## MATERIAL FOR THIS TASK
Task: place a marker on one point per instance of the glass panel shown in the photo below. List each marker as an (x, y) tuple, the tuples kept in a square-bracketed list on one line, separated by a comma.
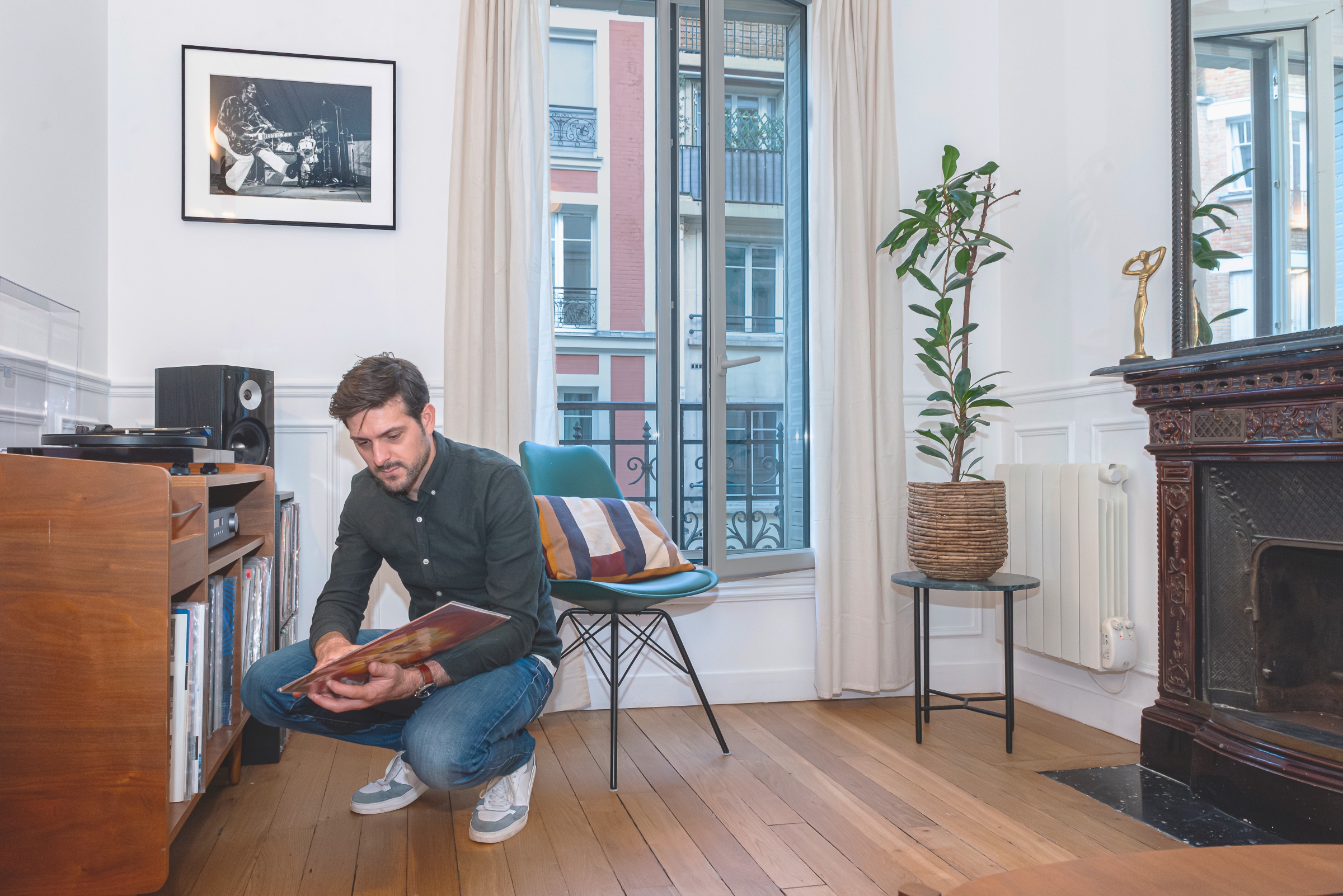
[(1252, 101), (603, 258), (39, 365), (766, 289), (689, 286)]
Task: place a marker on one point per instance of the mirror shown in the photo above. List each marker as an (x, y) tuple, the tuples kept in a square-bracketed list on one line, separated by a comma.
[(1257, 102)]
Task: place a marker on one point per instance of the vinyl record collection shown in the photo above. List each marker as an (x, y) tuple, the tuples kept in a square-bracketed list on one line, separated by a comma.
[(202, 636)]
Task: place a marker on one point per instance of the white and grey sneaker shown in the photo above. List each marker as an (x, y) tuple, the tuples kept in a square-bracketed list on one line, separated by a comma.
[(501, 810), (394, 790)]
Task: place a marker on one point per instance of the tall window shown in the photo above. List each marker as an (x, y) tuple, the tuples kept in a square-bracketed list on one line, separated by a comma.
[(1253, 101), (696, 253)]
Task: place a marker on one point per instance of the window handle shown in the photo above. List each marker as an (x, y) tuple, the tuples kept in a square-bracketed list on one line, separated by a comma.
[(724, 364)]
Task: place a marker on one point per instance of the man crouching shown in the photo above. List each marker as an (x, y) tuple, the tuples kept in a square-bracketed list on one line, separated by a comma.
[(457, 524)]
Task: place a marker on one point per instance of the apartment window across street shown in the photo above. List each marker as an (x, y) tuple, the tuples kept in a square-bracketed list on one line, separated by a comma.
[(692, 260)]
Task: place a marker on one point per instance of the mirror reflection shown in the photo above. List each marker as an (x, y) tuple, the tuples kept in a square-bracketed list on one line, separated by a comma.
[(1264, 173)]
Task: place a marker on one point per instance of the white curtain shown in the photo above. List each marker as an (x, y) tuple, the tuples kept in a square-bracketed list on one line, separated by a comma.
[(499, 341), (857, 409), (499, 352)]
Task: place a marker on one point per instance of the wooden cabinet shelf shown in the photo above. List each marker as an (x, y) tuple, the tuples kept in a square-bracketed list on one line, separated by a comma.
[(92, 556), (234, 549)]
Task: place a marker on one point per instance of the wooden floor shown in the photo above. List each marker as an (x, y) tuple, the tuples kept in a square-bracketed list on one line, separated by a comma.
[(818, 799)]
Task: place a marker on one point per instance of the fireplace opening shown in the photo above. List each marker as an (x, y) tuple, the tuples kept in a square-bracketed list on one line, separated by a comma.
[(1298, 609)]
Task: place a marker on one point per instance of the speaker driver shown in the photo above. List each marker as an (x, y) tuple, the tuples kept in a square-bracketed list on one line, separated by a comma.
[(249, 442), (250, 395)]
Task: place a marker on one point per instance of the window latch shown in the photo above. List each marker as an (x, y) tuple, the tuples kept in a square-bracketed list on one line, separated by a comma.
[(724, 364)]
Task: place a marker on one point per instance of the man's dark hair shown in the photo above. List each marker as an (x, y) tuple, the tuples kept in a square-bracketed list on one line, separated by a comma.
[(375, 381)]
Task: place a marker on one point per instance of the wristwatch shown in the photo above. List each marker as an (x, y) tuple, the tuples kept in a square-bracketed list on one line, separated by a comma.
[(426, 690)]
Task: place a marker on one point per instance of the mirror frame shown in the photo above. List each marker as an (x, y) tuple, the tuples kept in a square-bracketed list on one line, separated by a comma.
[(1181, 183)]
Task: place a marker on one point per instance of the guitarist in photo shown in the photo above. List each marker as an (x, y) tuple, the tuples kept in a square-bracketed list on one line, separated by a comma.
[(240, 132)]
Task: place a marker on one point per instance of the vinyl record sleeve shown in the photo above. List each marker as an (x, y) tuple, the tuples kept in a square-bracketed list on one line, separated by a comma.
[(437, 631)]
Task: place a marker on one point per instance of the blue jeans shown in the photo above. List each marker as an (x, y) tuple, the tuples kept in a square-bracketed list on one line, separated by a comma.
[(460, 738)]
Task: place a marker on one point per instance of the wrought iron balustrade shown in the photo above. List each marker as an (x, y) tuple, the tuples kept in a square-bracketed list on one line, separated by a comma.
[(757, 459), (575, 308), (749, 175), (574, 128), (742, 324)]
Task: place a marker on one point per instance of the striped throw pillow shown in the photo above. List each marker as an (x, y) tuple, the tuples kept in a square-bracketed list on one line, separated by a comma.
[(605, 540)]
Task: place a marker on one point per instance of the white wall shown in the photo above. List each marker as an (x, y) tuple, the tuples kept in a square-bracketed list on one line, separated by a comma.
[(54, 157), (1072, 100)]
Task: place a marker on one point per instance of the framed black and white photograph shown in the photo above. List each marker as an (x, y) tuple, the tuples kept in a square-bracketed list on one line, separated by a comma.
[(288, 139)]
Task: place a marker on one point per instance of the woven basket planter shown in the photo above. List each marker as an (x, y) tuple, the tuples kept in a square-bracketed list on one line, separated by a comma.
[(958, 531)]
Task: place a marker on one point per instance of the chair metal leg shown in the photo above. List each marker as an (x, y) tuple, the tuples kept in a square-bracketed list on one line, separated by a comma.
[(616, 687), (695, 679)]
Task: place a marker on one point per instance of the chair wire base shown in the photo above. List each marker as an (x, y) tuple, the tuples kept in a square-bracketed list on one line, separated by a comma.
[(642, 636)]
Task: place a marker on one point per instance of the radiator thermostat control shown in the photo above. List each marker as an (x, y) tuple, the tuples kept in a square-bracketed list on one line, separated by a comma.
[(1119, 644)]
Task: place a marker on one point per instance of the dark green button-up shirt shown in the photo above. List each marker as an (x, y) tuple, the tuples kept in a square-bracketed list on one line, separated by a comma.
[(472, 536)]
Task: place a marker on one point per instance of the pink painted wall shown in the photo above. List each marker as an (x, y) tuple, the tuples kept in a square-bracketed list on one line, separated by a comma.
[(628, 179), (570, 181), (575, 364)]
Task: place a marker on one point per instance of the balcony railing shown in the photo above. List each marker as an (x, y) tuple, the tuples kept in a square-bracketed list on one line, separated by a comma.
[(742, 324), (574, 128), (575, 308), (753, 39), (750, 176), (757, 458)]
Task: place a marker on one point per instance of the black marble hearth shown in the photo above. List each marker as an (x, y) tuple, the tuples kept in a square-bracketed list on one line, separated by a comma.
[(1165, 804)]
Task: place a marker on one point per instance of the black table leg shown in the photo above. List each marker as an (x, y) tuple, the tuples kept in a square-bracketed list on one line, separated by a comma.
[(1009, 648), (927, 659), (918, 675)]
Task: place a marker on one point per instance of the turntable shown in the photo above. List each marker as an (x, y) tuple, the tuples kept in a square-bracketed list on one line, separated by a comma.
[(156, 446)]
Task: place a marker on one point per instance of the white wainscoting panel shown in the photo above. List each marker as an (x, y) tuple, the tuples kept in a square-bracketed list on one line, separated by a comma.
[(1044, 445)]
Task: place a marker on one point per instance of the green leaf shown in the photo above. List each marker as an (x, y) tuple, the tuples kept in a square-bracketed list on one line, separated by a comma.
[(923, 281), (1228, 314), (990, 237), (948, 161), (962, 261), (932, 364), (932, 451), (1227, 180)]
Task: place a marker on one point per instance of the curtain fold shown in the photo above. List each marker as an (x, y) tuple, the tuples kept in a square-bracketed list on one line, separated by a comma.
[(499, 341), (499, 353), (857, 349)]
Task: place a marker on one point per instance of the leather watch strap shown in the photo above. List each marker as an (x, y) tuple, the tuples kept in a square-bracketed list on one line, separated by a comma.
[(428, 674)]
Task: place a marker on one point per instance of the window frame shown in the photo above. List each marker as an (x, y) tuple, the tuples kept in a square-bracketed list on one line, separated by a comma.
[(713, 210)]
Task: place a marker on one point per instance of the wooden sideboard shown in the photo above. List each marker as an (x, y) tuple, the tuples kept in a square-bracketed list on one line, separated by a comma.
[(92, 556)]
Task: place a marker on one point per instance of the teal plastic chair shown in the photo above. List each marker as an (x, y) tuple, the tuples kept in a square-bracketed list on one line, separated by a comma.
[(578, 471)]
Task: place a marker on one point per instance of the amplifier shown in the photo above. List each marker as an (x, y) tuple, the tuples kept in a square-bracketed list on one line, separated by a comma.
[(222, 526)]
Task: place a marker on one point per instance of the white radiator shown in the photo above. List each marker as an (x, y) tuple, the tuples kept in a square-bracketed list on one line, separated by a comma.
[(1068, 526)]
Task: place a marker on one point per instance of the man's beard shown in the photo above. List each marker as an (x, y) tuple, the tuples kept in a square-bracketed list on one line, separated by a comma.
[(411, 475)]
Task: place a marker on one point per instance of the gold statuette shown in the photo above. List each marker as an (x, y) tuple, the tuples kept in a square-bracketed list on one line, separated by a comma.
[(1147, 262)]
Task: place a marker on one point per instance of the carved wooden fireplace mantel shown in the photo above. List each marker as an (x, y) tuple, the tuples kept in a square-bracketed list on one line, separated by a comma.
[(1244, 449)]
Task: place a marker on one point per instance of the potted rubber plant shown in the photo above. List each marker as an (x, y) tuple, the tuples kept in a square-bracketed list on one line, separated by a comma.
[(958, 530)]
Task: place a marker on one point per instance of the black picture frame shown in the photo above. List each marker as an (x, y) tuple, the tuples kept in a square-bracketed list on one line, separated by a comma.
[(289, 204)]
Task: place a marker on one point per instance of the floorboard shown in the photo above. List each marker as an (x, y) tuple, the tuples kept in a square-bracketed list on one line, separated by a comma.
[(818, 799)]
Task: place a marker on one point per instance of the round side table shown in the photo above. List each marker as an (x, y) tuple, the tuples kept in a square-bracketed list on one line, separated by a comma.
[(1005, 583)]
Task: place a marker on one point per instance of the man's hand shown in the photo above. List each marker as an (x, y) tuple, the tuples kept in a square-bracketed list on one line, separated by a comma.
[(386, 682)]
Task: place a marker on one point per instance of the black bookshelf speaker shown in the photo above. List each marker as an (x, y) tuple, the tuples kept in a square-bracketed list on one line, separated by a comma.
[(238, 404)]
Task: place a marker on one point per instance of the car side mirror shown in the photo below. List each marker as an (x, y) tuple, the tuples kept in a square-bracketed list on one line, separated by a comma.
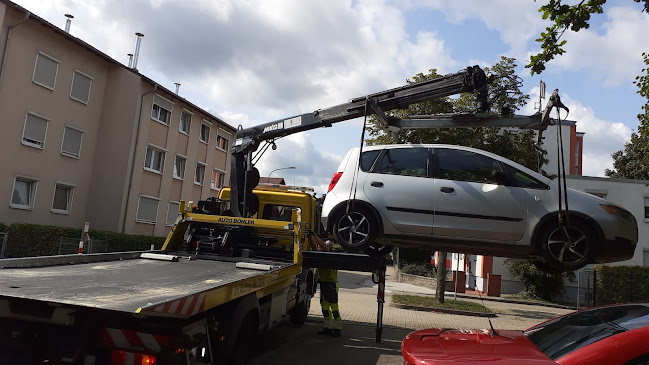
[(499, 177)]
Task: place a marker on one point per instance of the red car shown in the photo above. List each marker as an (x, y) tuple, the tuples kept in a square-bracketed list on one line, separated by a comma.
[(609, 335)]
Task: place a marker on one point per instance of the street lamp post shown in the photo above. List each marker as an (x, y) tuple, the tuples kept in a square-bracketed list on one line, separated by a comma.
[(282, 168)]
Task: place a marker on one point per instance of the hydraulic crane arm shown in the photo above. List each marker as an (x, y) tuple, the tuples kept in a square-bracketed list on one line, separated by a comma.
[(244, 177)]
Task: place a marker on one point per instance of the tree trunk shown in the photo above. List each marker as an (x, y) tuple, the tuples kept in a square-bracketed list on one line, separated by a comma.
[(441, 277)]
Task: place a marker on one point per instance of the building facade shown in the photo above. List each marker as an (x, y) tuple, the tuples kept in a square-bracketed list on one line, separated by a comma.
[(87, 138)]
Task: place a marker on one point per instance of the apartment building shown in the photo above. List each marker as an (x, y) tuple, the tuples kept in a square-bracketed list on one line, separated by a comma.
[(86, 138)]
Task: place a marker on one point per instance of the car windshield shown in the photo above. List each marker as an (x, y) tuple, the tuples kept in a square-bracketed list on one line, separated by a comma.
[(563, 335)]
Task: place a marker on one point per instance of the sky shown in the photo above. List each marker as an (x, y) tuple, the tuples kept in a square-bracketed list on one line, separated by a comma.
[(255, 61)]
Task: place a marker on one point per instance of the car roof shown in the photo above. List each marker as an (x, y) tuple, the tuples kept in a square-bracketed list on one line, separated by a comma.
[(458, 147)]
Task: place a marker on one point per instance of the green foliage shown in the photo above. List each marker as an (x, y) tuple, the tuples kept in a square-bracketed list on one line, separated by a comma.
[(419, 269), (621, 284), (518, 146), (564, 17), (536, 283), (429, 302), (26, 240), (633, 161)]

## TO BE DONE
Update the rows from the line containing "of the curtain" through the line containing "[(1244, 449)]", giving back only those lines with every "marker" changed to "pin" and nothing else altered.

## OUTPUT FOR THIS EXERCISE
Task: place a pin on one point per instance of the curtain fold shown in the photo above. List each pin as an (x, y) tuple, the tuples kept in a square-bracketed list on one line, separated by a comma.
[(499, 341), (499, 353), (857, 349)]
Task: place a pin on one point per instance of the leather watch strap shown in the photo above. List each pin as an (x, y) tuple, the tuples kept in a square-bracketed list on one line, separated by a comma.
[(428, 674)]
Task: place a pin on one point per instance of the window frame shown in the photo above. List each pin as an (x, y) tuple, the tuples kept in a square-bracketed list on one line, separated by a comma.
[(713, 210)]
Task: place a pin on one point per instance of the wooden sideboard shown in the photo above. List each pin as an (x, y) tuple, the tuples kept in a square-bracketed list on one line, separated by a comma.
[(92, 556)]
Task: place a pin on one point per instance of the teal plastic chair shown in the photo above. List each pin as an (x, y) tuple, the tuples kept in a square-bracketed list on one line, separated by a comma.
[(578, 471)]
Task: place a pin on one point per instance of the amplifier shown in the photo above. List each pin as an (x, y) tuple, the tuples kept in a square-bracketed list on one line, separated by a comma.
[(222, 526)]
Task: place a pin on one point per instance of the white radiator shown in the photo above. List each pin as an (x, y) tuple, the tuples kept in a square-bracketed list on one line, separated by a comma.
[(1068, 526)]
Task: place a pin on one point per instance of the man's beard shown in the photo above. List each pin as an (x, y) tuple, the tuples kept in a square-bracketed list on one line, separated by a comma.
[(411, 475)]
Task: place a pin on one point per instance of the gold statuette shown in the photo above. List each pin as an (x, y) tuple, the tuples kept in a square-bracketed list on one line, separated by a comma.
[(1147, 262)]
Task: place a pin on one point per instance of the carved wooden fireplace mantel shown in the photo above. List each pin as an (x, y) tuple, the tuples kept in a square-bracketed list on one line, separated by a comma.
[(1244, 449)]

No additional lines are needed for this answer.